## Texte fourni
━━━━━━

Cette relecture télévisée du célèbre mythe cache derrière son apparente fidélité au texte de Stoker quelques écarts surprenants…
Depuis que le cinéma existe ou presque, le comte Dracula tel qu’il fut dépeint par Bram Stoker en 1897 vient régulièrement faire son apparition sur les petits ou les grands écrans du monde entier, comme s’il était naturel que cette créature de la nuit s’invite sans cesse auprès des spectateurs, à la manière d’un animal soumis à un rythme de vie cyclique. Deux ans après l’excessif Van Helsing de Stephen Sommers, six avant la relecture bizarre de Dario Argento, Granada et la BBC initient ainsi une nouvelle variante autour d’un mythe connu. C’est donc pour la télévision qu’est conçu ce Dracula, scénarisé par Stewart Harcourt et réalisé par Bill Eagles. Les deux hommes sont des habitués du petit écran. Harcourt est en effet l’auteur de plusieurs épisodes de Miss Marple et Hercule Poirot et Eagles metteur en scène pour Les Experts, Cold Case et Numb3rs. Mais comment raconter une nouvelle fois une histoire déjà portée des centaines de fois à l’écran tout en s’efforçant de surprendre le public ? S’il refuse de moderniser le mythe pour conserver son cadre historique, le Dracula de 2006 ne cherche pas pour autant la fidélité absolue à sa source littéraire. C’est à un exercice d’équilibre intéressant que se livre donc ce téléfilm.

━━━━━━

## Jeu de données
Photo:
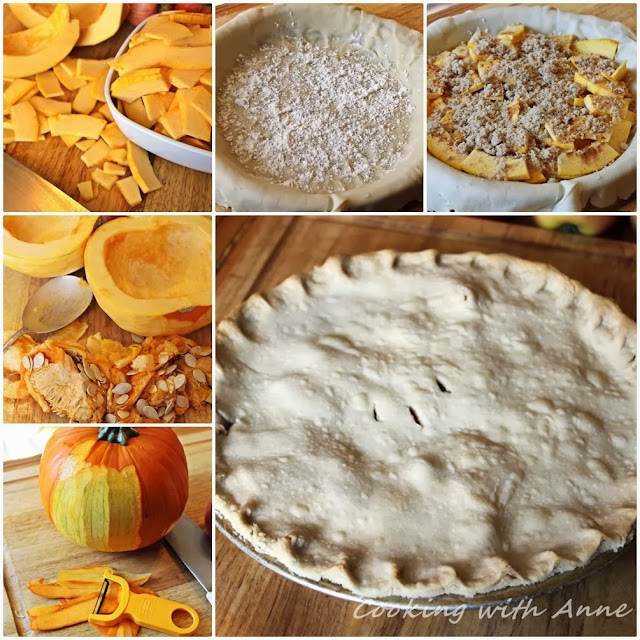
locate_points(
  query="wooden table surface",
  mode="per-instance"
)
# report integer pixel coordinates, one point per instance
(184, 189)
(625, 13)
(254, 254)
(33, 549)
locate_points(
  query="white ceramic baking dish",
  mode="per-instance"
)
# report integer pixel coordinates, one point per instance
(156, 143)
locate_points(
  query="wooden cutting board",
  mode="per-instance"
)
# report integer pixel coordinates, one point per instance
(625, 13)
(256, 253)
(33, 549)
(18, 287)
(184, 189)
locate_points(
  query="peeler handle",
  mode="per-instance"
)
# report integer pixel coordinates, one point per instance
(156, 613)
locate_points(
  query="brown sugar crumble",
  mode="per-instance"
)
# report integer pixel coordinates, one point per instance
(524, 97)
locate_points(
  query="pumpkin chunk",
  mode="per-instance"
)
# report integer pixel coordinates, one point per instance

━━━━━━

## Consigne
Poursuivez le texte consacré au téléfilm Dracula de 2006, à la suite de sa dernière phrase.

## Résultat de l'exercice
Nous sommes 1899. Peu après s’être fiancée à Lucy Westenra (Sophia Myles), Lord Arthur Holmwood (Dan Stevens) découvre qu’il est atteint de la syphilis, ce qui est tout de même assez ballot. Non contente de mettre en péril son mariage, cette maladie pourrait bien être fatale (pour lui et pour sa fiancée). En désespoir de cause, il entre en contact avec un groupe occulte, la Fraternité, dirigé par un certain Alfred Singleton (Donald Sumpter). Ce dernier prétend connaître quelqu’un qui peut le soigner, mais rien n’est gratuit en ce bas-monde. Ce quelqu’un, c’est l’énigmatique comte Dracula (Marc Warren) qui vit quelque part dans les montagnes de Transylvanie. Or la meilleure amie de Lucy, Mina Murray (Stephanie Leonidas), est fiancée à l’avocat Jonathan Harker (Rafe Spall) qui est engagé par Holmwood pour vendre plusieurs propriétés à Dracula. Le jeune homme se met donc en route pour la Transylvanie, ignorant bien sûr que l’homme qu’il s’apprête à rencontrer est en réalité un vampire vieux de neuf cents ans.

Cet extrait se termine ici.